Похвала книге, Зайцев Борис Константинович, Год: 1970

Время на прочтение: 5 минут(ы)
Зайцев Б. К. Собрание сочинений: Т. 9 (доп.). Дни. Мемуарные очерки. Статьи. Заметки. Рецензии.
М: Русская книга, 2000.

ПОХВАЛА КНИГЕ

— Что особенно близко человеку?
— В детстве — мать.
— Позже?
— Жена.
— А вообще, кто сопровождает? Чуть ли не с пеленок, чуть ли не до могилы?
— Книга.
— Не всякая, но согласен. И действительно, с ранних лет.

* * *

Вечер. Столовая в барском доме, в деревне. Висячая лампа над обеденным столом, сейчас еще на накрытым. В узком конце его отец, веселый, причесанный на боковой пробор, читает детям вслух. По временам, когда очень смешно (ему), останавливается, вытирает платком негорькие слезы, увеселяющие, читает дальше. Мы, дети, тоже хохочем. Из-за чего, собственно? Но веселый ток идет от книги, и от отца. Написал все это какой-то Диккенс. В допотопном рыдване (у нас тоже есть в этом роде), неведомый мистер Пиквик, с товарищами-учениками — разные Топманы, Снодграсы куда-то едут, чего-то ищут. Собственно, трудно понять, почему это так забавляет нас (милый, смешной и забавный мир приоткрывается). Благодушный фантасмагорист Пиквик, чрез любимого отца, входит в дом наш, разливает свое приветное веяние.
Смех наш детский, но зажег его Диккенс с полу детской своей душой. А проводником оказался отец, подходящего внутреннего склада.

• СПИСОК МАТЕРИАЛА:
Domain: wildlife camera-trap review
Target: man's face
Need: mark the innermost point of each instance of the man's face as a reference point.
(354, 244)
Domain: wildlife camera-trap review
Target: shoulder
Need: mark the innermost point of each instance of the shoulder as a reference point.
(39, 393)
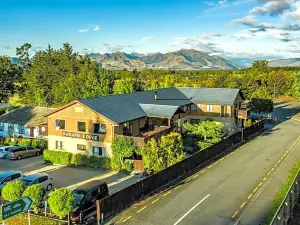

• ЗАДАНИЕ A: Кого текст для чтения называет спутником человека чуть ли не с пеленок и до могилы?
• ЗАДАНИЕ B: Продолжите текст для чтения, начав сразу после его последней фразы.
Материал никак не связан с текстом для чтения и приведен отдельно.

• ОТВЕТ A: Книгу.

• ОТВЕТ B:
Много позже, когда никого из тогдашних слушателей, кроме меня, не осталось в живых (не говоря уже об отце), взрослым попал я в Лондон. Русский приятель повел в ресторан, где-то в Сити, по виду неказистый и скучноватый. Но не в биржевых дельцах, не в ростбифе и джине превосходных оказалось тут для меня дело. Над входной дверью, на притолоке, маленькая фигурка-скульптурка: полный благодушный человек, старомодный по виду, будто приглашает:
— Милости просим!
— Это ресторан, — сказал приятель, — где бывал часто Диккенс. А фигурка над дверью — мистер Пиквик.
Вот где встретились! После Устов, захолустья калужского конца прошлого века…
Выпили джину за Диккенса. Но не в последний еще раз встретился он. Еще через годы — совсем в другом роде. В Париже, у постели тяжко больного близкого человека. Тут уже не до смеху. Но по странному совпадению, Диккенс пришел и в начале жизни, и в конце. Без детского смеха теперь и без Пиквика.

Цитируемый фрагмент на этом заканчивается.